»»

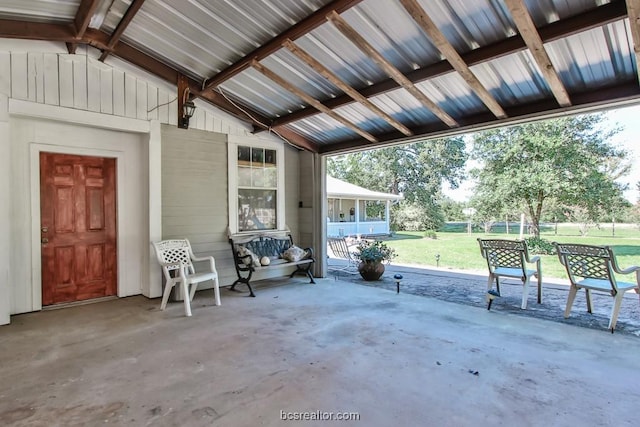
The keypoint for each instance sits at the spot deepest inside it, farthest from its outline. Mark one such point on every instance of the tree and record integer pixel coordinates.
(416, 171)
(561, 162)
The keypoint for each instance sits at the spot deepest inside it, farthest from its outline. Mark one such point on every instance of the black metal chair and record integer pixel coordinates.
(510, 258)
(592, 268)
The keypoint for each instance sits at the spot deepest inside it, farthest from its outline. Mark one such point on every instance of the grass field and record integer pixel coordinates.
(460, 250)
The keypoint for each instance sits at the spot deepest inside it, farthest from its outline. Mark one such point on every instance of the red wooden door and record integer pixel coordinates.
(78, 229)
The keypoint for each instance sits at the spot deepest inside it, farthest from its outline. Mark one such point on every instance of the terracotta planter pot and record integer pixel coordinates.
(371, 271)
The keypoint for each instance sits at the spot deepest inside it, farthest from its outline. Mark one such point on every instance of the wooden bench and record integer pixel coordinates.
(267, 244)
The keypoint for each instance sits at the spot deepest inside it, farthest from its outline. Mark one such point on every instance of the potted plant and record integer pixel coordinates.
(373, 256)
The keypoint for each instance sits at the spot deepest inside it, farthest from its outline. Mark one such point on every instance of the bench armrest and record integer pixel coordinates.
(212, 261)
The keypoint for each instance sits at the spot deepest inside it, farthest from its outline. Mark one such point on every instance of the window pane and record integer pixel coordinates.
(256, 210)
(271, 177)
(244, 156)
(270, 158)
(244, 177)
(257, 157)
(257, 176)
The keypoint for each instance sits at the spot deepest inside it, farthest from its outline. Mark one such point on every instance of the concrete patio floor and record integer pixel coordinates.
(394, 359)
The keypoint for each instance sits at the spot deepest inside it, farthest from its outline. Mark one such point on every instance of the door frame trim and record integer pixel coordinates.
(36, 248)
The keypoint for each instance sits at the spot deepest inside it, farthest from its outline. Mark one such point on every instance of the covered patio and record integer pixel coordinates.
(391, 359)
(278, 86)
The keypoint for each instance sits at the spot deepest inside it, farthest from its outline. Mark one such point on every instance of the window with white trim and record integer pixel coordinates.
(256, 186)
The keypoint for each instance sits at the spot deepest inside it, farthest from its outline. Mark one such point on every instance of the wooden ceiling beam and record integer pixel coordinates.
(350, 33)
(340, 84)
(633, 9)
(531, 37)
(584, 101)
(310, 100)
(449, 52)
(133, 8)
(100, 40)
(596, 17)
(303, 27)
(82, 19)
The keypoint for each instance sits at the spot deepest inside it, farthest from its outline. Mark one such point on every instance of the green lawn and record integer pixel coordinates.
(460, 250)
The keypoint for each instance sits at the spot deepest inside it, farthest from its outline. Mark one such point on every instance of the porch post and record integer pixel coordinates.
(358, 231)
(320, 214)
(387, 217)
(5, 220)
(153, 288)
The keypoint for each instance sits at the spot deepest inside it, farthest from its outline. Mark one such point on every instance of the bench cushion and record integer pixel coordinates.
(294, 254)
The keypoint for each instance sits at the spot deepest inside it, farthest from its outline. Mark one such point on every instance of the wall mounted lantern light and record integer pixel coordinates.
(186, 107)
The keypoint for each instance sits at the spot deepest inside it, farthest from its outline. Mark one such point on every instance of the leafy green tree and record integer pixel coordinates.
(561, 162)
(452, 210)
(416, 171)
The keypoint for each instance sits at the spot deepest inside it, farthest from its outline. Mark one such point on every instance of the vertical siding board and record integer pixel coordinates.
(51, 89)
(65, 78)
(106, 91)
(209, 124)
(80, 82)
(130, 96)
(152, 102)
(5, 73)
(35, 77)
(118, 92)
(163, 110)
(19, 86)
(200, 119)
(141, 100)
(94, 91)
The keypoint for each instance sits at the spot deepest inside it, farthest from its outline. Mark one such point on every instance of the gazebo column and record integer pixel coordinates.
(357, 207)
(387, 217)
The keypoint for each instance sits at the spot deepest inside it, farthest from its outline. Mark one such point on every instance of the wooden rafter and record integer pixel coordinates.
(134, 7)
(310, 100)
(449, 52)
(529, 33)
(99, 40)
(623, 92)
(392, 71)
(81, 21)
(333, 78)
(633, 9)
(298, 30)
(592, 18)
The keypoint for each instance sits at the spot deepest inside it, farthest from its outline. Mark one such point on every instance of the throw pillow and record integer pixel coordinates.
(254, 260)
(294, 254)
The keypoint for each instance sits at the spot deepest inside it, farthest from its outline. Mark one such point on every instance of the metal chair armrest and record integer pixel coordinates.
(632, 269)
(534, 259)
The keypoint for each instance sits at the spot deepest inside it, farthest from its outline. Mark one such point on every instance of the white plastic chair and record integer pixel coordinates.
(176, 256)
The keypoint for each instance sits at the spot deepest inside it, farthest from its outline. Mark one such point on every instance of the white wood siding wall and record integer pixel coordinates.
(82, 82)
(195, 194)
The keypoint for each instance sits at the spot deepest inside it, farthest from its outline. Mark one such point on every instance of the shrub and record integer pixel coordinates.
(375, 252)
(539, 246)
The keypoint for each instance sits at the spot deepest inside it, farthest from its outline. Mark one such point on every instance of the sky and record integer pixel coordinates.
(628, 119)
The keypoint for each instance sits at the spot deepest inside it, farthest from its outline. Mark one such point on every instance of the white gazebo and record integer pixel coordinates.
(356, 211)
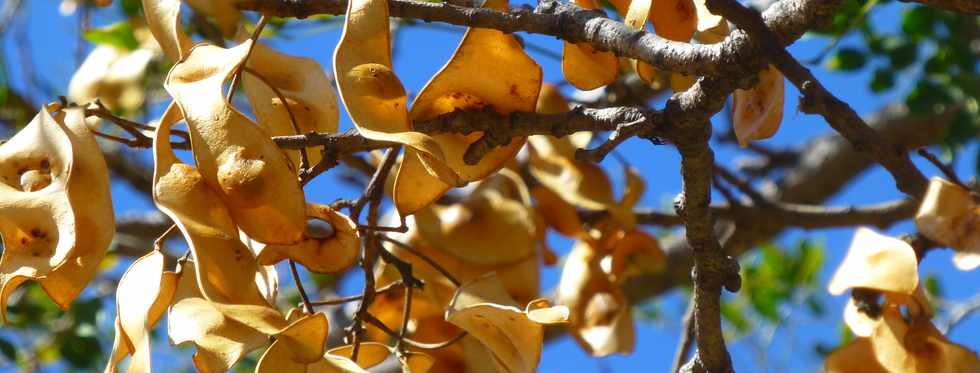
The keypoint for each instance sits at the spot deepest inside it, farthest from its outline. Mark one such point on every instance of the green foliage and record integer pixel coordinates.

««

Your goal
Repeat each entry exactly. Pictures do not belong in the copy.

Written reply
The keypoint for each instance sits at the spot deepest inside it, farthest from its outline. Mark one such point on every instance of the tree and record integer pixel coordinates.
(416, 171)
(561, 162)
The keypoint for each instance sits at the spot deepest inside it, farthest from its outline. Mark one such point on every instance of the black metal chair and record integer pixel coordinates.
(510, 258)
(592, 268)
The keypoint for each instance sits at the spot deepest inside it, farthest from its outline. Mark one such point on every instance of the grass field and record integer pixel coordinates.
(460, 250)
The keypoint for each instance sits at the spot deepest inside it, farthest from its outline. Mark one such point on every instance of the red wooden door and record integer pixel coordinates.
(78, 229)
The keypoint for each instance sits at the spot deepest inside it, farthest from its outline. Mark one such point on every instance of the terracotta planter pot and record integer pixel coordinates.
(371, 271)
The keypoint for each instance sits at the spot deepest inside it, farthest from its outline. Mark one such point on every instance of the wooden bench and record integer pixel coordinates.
(267, 244)
The keypoint for each instance sits at the spot deepest inside it, farthest from its outline. Mark one such point on every instance of the potted plant and record integer pixel coordinates.
(373, 256)
The keypoint for each instance sits at the spot deepest inside it, farthest from its outline. Mark one such point on every instance of the bench armrest and record integer pixel coordinates.
(212, 261)
The keypoint for each instance sits at the spot deepest inside it, farthest from its outline. Mark one such point on every instance of the window pane and record integer pixel coordinates.
(256, 210)
(271, 177)
(244, 156)
(270, 158)
(244, 177)
(257, 157)
(257, 176)
The keypoint for each instance sits at the spot deepest inside it, farthest from its outline. Mark one such point on every instance of the concrete patio floor and record integer pixel coordinates.
(394, 359)
The keypoint for each instance sits at the spot deepest inside it, farthest from its outline. Mark one such point on every instance of the door frame trim and record integer pixel coordinates.
(36, 248)
The keypoint for each instance sits at the spot deepest inside it, farthest from its outline. Mark one such point on every instance of the covered patio and record integer pixel coordinates.
(391, 359)
(278, 86)
The keypoint for each instance sits at the spot deepest inside it, farthest from its outline. Mark one such point on every instance of the window with white trim and record integer pixel coordinates.
(256, 186)
The keypoint for each instance sits at the spot deepest inside it, farthest from its outline. Mark one such point on every instance of the wooden ceiling beam and record integer pixel coordinates.
(350, 33)
(340, 84)
(633, 9)
(531, 37)
(584, 101)
(310, 100)
(449, 52)
(133, 8)
(100, 40)
(596, 17)
(303, 27)
(82, 19)
The keypoint for each instance sits at the spot deepest inside it, farthest from its outline. Mark one such point on every instance of the green lawn and record integer pixel coordinates.
(460, 250)
The keypoint for each instance sits at the spot deepest inside it, farthest from its outline. Mark one such point on every instance of the porch post and record integer pixel coordinates.
(358, 231)
(320, 214)
(387, 217)
(5, 220)
(153, 288)
The keypoint for each instance sits at the spot deepest inside it, farthest from its outline. Mark one such point on every instance of the bench cushion and record integer pixel coordinates.
(294, 254)
The keypoint for each instance sits at the spot deepest inside it, farthest from its outline. Mark one such point on every instance of the wall mounted lantern light and record integer pixel coordinates.
(186, 107)
The keypoint for each instance sits at the spot deepest inside it, farthest from its outline. Mark one such point on every instance of the leafy green tree and record integer pixel coordinates.
(561, 162)
(452, 210)
(416, 171)
The keypoint for each instance sits at the spot deepest inside it, farthest from its outline. Mark one such point on every instance of the vertical siding board and record integer pixel coordinates.
(51, 89)
(65, 78)
(106, 91)
(209, 124)
(80, 82)
(130, 96)
(152, 102)
(5, 73)
(35, 77)
(118, 92)
(163, 110)
(19, 86)
(200, 119)
(141, 100)
(94, 91)
The keypoint for each instance sits at the spot deepest inside it, farthest from its outline. Mark one such point on every instance of the gazebo column and record integer pixel coordinates.
(357, 207)
(387, 217)
The keypoint for each instance sits at the spot deepest inside it, farthest from its outline. Mark one such point on every instance of the wooden rafter and record integer pixel coordinates.
(134, 7)
(310, 100)
(449, 52)
(529, 33)
(99, 40)
(623, 92)
(392, 71)
(81, 21)
(333, 78)
(633, 9)
(298, 30)
(592, 18)
The keypoint for each instance sits at the spot deepest inside it, farthest from its outline. Mark one such point on every instance of the throw pillow and record integer pixel coordinates.
(254, 260)
(294, 254)
The keypoint for each instance sits at the spot deepest inside it, farthest from its outline. Mark one such point on every instance of the metal chair armrest and record integer pixel coordinates.
(632, 269)
(534, 259)
The keypoint for each instance sits at the spot deepest inside it, farthest from its outline. Mark one such point on every instance of the white plastic chair and record integer pixel coordinates.
(176, 256)
The keypoint for each instance sits at the spot deepest inside it, farthest from its outline. Mark one such point on every instance of the white wood siding wall and record integer pixel coordinates.
(82, 82)
(195, 194)
The keypoint for each instance sits at the spot deepest inside it, farthest from its outline. Mark one such point on every instance of the shrub and record integer pixel coordinates.
(375, 252)
(539, 246)
The keypoint for each instance sits at the spot deepest inside it, farthest from its outline. Mark one such point on every instance of the sky and record integer pixel coordinates.
(628, 119)
The keypoint for each instance sits at the spot deepest inside it, farthest from its outline. Mark one such point on every instance of the white gazebo and record integer pixel coordinates.
(356, 211)
The keypoint for each instance sits at the spot deepest inside it, farthest from its outline. Mark one such point on every instance of the green foliage and record integer pixel coordinates.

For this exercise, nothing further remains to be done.